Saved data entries
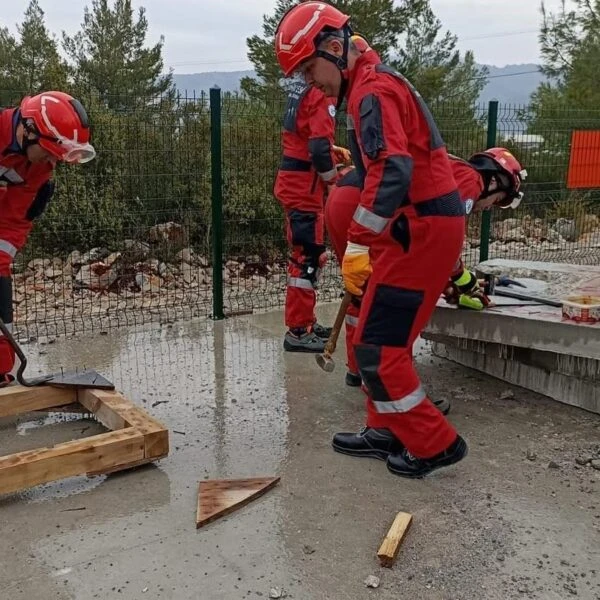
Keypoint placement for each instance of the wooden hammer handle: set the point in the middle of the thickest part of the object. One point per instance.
(337, 326)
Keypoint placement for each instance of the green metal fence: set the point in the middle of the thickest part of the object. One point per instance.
(176, 217)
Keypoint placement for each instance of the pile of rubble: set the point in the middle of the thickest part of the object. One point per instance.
(100, 282)
(163, 271)
(526, 235)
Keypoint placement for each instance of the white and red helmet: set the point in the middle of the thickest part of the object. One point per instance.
(299, 32)
(61, 124)
(502, 162)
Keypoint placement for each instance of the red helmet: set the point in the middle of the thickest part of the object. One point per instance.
(61, 124)
(503, 162)
(296, 37)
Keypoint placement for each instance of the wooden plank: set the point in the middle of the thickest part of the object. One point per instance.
(219, 497)
(121, 409)
(96, 453)
(391, 544)
(18, 399)
(122, 467)
(103, 412)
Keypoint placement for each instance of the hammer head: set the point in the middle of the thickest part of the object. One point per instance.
(325, 362)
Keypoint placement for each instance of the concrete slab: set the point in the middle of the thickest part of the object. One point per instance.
(524, 343)
(498, 526)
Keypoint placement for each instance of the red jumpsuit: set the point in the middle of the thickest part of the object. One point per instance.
(411, 217)
(341, 206)
(23, 198)
(307, 164)
(339, 209)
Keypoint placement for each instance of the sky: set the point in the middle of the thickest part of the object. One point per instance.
(210, 35)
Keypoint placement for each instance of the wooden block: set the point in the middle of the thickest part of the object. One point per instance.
(219, 497)
(104, 451)
(18, 399)
(135, 437)
(115, 412)
(391, 543)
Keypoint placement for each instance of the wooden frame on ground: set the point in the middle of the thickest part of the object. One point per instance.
(134, 438)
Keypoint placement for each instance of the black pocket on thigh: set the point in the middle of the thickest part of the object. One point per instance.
(303, 226)
(391, 316)
(400, 231)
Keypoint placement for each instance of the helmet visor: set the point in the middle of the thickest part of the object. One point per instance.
(67, 150)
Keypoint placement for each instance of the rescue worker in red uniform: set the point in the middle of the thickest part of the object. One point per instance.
(46, 128)
(307, 167)
(492, 178)
(405, 235)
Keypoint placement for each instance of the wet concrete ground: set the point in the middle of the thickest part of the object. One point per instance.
(519, 518)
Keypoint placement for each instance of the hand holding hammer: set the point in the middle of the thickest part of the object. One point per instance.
(325, 361)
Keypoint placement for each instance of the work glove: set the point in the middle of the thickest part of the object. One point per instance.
(356, 268)
(466, 282)
(465, 291)
(342, 155)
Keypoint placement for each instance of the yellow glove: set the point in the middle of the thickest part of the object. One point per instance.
(356, 268)
(342, 155)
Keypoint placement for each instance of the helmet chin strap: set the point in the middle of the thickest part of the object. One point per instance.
(341, 62)
(25, 141)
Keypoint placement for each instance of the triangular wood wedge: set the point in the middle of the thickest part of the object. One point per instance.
(218, 497)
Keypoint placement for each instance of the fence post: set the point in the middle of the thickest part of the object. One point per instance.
(484, 242)
(216, 157)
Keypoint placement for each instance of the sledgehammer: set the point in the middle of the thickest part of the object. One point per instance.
(324, 360)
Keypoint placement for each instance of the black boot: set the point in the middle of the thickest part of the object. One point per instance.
(353, 380)
(368, 442)
(303, 341)
(322, 332)
(405, 464)
(442, 405)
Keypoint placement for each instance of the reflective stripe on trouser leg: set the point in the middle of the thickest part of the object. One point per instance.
(304, 230)
(411, 416)
(7, 354)
(351, 323)
(300, 300)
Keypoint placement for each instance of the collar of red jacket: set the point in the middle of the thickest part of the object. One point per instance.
(9, 119)
(364, 60)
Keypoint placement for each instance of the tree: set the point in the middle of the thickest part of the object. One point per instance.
(30, 63)
(38, 63)
(110, 56)
(8, 71)
(431, 62)
(570, 48)
(569, 100)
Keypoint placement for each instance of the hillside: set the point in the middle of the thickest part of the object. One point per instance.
(512, 84)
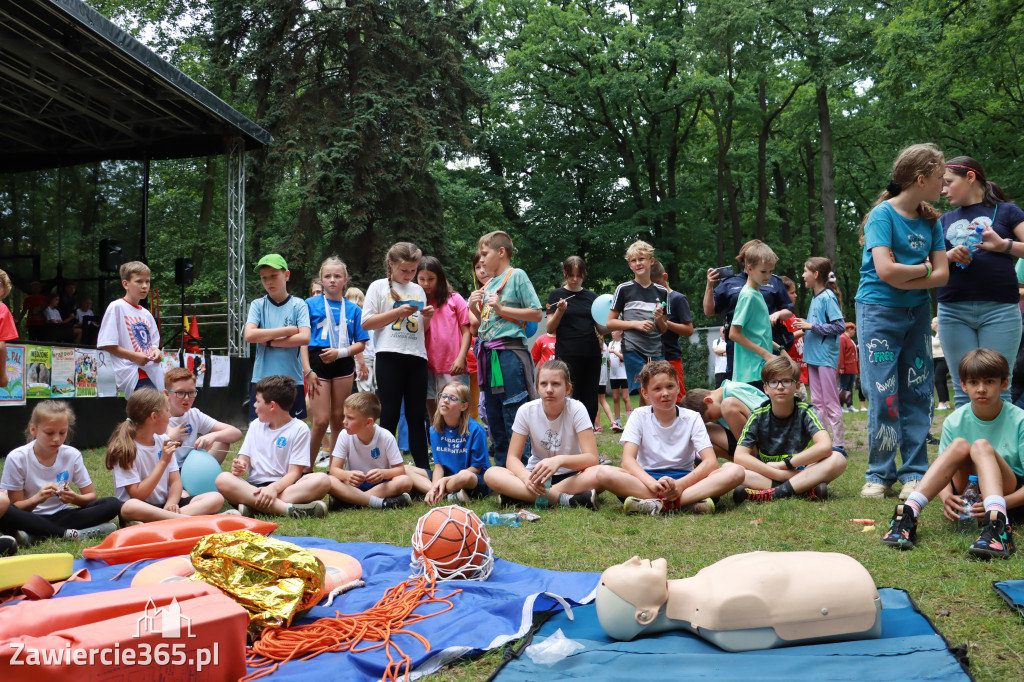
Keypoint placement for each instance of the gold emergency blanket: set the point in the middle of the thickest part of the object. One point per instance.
(272, 580)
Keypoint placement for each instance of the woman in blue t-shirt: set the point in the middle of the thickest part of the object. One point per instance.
(903, 257)
(979, 306)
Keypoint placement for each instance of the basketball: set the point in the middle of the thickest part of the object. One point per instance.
(452, 543)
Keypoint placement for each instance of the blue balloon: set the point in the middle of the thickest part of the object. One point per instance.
(199, 472)
(600, 307)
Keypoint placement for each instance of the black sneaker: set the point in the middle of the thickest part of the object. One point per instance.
(588, 500)
(315, 509)
(397, 502)
(819, 492)
(996, 540)
(8, 546)
(902, 531)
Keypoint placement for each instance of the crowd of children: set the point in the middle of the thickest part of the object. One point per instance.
(415, 347)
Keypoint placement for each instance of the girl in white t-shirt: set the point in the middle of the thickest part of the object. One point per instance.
(563, 449)
(397, 313)
(39, 478)
(668, 459)
(140, 453)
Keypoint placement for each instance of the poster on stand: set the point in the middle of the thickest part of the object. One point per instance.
(37, 372)
(13, 392)
(220, 371)
(85, 373)
(107, 385)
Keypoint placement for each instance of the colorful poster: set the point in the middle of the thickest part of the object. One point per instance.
(107, 385)
(196, 364)
(85, 373)
(37, 372)
(61, 372)
(220, 371)
(13, 393)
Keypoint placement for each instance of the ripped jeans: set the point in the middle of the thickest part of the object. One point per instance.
(896, 374)
(501, 408)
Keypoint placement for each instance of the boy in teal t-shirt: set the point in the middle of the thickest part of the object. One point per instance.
(985, 438)
(751, 329)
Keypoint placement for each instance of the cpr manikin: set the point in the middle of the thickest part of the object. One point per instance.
(759, 600)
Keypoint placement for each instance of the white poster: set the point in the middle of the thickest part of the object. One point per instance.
(220, 371)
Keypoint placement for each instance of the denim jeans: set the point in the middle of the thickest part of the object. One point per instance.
(896, 375)
(502, 408)
(965, 326)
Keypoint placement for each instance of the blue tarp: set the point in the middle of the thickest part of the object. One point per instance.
(909, 649)
(1013, 592)
(485, 614)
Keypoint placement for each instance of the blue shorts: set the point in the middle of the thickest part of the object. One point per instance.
(634, 361)
(662, 473)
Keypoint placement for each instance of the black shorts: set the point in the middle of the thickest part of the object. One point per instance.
(340, 369)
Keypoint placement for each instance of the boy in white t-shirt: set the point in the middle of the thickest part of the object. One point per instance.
(276, 449)
(217, 436)
(367, 469)
(659, 448)
(130, 334)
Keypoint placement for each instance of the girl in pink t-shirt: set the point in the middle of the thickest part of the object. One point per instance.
(448, 337)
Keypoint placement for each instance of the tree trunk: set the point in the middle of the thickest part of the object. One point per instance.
(827, 174)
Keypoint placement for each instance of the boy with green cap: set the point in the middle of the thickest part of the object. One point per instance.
(279, 325)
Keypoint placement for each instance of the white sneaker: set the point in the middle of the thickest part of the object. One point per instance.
(639, 506)
(908, 487)
(877, 491)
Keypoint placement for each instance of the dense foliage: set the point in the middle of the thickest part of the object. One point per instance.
(576, 126)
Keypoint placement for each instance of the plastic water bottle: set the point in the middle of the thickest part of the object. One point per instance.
(972, 242)
(494, 518)
(972, 494)
(542, 500)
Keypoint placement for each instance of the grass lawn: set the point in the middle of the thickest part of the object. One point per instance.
(951, 589)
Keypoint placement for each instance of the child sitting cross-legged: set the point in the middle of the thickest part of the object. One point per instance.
(659, 444)
(367, 469)
(275, 453)
(784, 446)
(563, 448)
(985, 438)
(460, 449)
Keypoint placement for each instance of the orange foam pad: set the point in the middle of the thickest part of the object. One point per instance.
(170, 538)
(110, 621)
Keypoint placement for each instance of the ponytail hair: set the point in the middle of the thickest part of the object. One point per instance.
(912, 162)
(400, 252)
(121, 448)
(442, 290)
(964, 165)
(462, 391)
(822, 270)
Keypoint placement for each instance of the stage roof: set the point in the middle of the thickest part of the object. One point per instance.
(76, 88)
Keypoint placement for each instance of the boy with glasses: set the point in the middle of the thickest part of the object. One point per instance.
(217, 436)
(783, 446)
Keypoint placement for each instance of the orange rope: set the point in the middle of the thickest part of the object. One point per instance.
(379, 624)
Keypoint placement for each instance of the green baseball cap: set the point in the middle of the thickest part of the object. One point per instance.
(272, 260)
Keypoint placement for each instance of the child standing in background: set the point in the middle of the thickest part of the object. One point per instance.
(397, 313)
(448, 337)
(336, 337)
(822, 328)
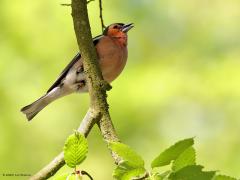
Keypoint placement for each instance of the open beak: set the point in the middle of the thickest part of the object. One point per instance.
(127, 27)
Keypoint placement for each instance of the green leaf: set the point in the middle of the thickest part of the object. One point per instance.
(75, 149)
(127, 154)
(172, 153)
(192, 172)
(223, 177)
(158, 176)
(65, 176)
(188, 157)
(124, 172)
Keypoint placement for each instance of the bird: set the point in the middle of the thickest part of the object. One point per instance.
(111, 48)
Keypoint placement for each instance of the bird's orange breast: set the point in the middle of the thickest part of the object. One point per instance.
(112, 58)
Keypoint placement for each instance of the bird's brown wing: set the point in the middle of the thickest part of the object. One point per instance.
(68, 67)
(64, 72)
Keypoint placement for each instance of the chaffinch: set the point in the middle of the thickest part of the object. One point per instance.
(112, 53)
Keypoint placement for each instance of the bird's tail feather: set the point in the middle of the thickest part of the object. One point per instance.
(33, 109)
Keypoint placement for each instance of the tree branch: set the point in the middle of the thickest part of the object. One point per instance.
(101, 16)
(97, 87)
(85, 127)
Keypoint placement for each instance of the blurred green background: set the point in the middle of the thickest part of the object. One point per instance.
(182, 80)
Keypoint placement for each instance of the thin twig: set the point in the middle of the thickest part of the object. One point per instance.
(101, 15)
(85, 127)
(69, 4)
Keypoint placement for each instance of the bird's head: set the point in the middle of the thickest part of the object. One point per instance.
(118, 32)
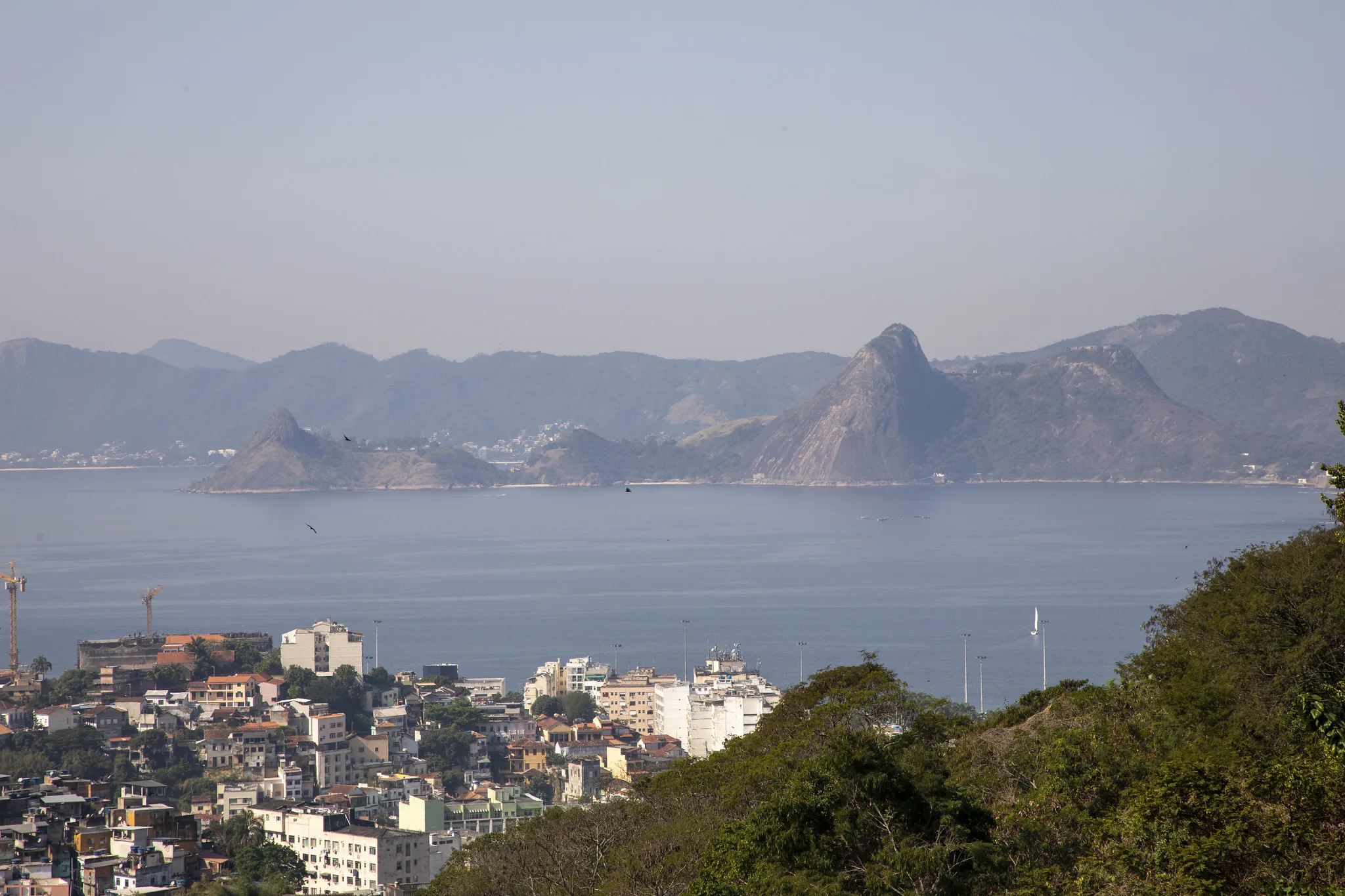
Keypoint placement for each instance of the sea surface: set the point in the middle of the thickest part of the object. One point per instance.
(499, 581)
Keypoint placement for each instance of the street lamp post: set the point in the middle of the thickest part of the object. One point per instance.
(965, 636)
(685, 622)
(1043, 654)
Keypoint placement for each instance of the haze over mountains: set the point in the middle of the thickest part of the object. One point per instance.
(1172, 396)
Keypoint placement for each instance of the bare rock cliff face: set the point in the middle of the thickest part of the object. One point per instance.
(870, 425)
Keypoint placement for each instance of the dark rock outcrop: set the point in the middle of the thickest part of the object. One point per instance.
(870, 425)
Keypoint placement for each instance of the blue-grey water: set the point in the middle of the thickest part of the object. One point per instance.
(499, 581)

WRITTEN INSTRUCTION
Write out the entries above word for word, starting at the line that contains "Keypoint placement for each instance of the thin" and ending at the last line of the entries. Omit any pictures.

SOLUTION TO THIS PROBLEM
Keypoint placement for each instance of the thin twig: set the point in the middle of the thickest part of the object. One point per instance.
(101, 15)
(85, 127)
(69, 4)
Keypoint placement for each instance of the bird's head: set the point in the middle of the thickest part of the object. One point per instance.
(118, 32)
Keypoint placement for each instance of the sea surface: set the point in the middle of the thickest part of the object. One point per instance.
(499, 581)
Keypoint placement for each instance of the street lamp post: set the point in the middle of the thickest part of the object. One point per instance.
(965, 636)
(685, 622)
(1043, 654)
Keypoint placement for each instance of the haze over mountains: set the point in the middle of the thickest part of the object. One point per instance.
(1172, 396)
Keypoint placement for each instance of the bare rock cliff face: set the point in the middle of the thickest part of the object. One point per instance.
(870, 425)
Keypoint placement for each instance of the dark rock outcrop: set the point in the middle of the thickest part of the object. One point per instance.
(870, 425)
Keypoint placement for each instance of the blue-grey water: set the point in the middle of the thickest part of the object. One point per instance.
(499, 581)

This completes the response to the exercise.